_Stated task_. Please count the lines in the listing below that contain the string "head", treating uppercase and lowercase letters as different. Reply with the number alone.

_Entries shown_.

====

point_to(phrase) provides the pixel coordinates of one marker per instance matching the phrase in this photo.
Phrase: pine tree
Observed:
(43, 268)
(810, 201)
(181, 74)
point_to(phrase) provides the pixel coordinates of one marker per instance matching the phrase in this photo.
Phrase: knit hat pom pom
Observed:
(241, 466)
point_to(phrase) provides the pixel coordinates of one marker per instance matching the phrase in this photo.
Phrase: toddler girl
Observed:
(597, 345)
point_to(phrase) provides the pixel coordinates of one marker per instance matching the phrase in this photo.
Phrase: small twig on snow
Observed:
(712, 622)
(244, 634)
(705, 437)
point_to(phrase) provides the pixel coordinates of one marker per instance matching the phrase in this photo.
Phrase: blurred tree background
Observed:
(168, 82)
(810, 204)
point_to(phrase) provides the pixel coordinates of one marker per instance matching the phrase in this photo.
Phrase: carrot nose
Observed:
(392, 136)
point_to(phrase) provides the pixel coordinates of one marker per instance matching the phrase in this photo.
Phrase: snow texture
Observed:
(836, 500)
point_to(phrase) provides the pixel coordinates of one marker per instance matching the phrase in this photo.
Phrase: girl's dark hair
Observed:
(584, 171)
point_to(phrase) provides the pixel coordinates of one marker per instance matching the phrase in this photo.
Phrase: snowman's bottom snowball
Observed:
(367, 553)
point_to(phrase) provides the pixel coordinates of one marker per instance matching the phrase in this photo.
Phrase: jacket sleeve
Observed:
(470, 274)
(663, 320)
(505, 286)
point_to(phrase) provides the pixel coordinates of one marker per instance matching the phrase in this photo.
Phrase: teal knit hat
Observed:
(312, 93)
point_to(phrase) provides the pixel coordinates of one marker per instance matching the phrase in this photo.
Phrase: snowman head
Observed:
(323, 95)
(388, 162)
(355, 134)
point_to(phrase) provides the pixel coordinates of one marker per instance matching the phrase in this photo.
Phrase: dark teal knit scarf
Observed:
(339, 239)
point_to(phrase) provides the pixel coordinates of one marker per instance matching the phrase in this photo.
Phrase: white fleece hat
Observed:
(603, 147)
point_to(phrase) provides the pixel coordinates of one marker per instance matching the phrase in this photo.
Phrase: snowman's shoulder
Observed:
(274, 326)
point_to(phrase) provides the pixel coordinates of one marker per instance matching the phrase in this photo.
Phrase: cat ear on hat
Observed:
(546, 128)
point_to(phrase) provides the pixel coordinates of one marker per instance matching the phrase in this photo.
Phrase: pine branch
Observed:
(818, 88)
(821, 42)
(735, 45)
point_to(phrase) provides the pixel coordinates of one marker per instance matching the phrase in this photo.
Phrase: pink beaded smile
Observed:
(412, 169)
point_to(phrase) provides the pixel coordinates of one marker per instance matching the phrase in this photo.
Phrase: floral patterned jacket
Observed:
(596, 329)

====

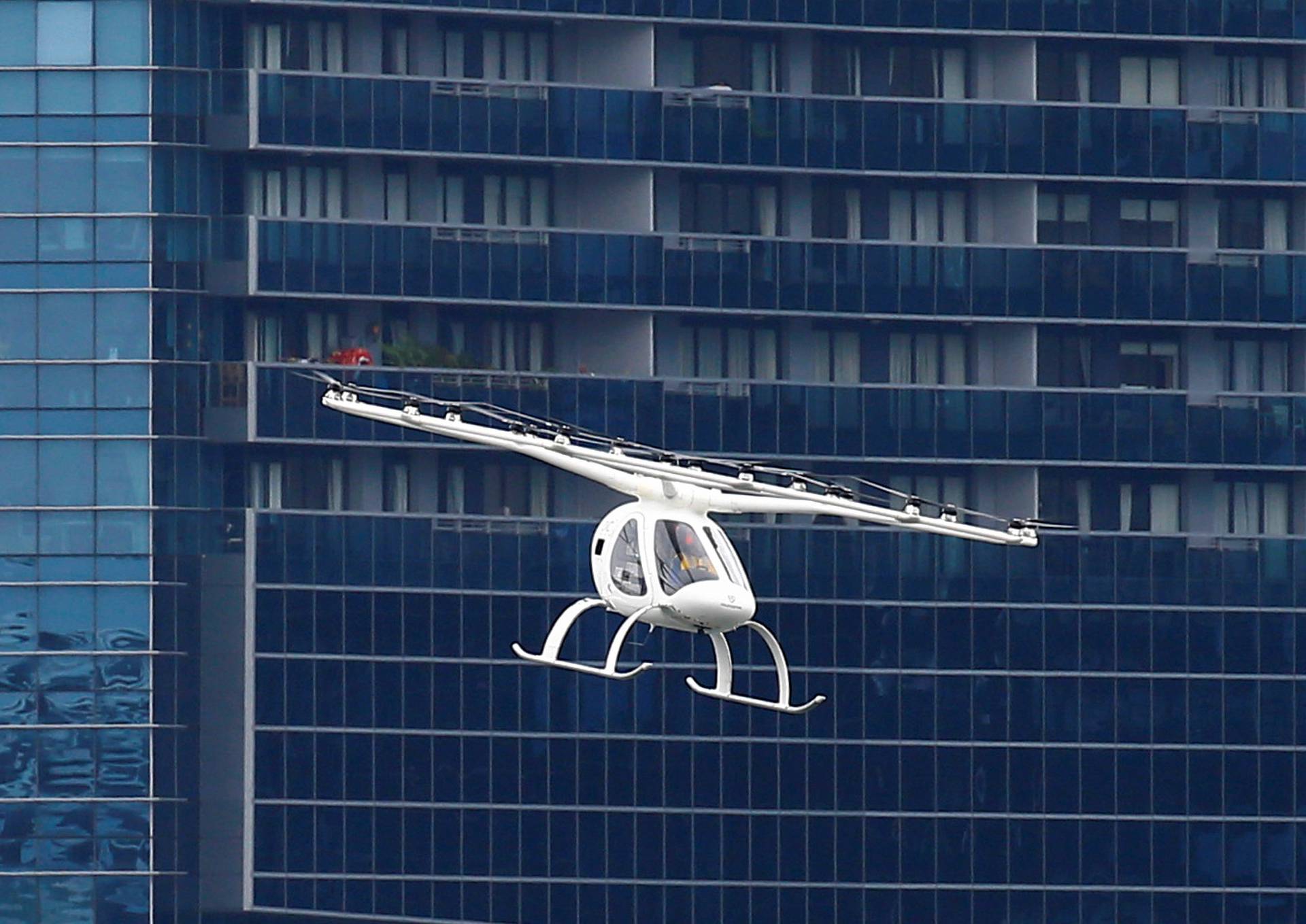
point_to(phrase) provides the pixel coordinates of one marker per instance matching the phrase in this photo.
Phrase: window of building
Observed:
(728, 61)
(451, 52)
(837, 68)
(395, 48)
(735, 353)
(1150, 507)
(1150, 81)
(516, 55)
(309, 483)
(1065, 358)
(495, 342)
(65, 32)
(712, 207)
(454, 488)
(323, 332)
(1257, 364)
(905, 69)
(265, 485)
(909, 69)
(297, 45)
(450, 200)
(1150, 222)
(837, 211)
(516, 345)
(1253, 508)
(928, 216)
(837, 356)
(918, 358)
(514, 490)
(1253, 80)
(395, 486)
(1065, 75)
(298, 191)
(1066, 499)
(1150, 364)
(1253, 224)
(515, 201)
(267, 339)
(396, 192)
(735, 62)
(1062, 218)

====

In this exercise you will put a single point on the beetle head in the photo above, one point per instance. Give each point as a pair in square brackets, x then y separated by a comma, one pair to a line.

====

_Answer_. 2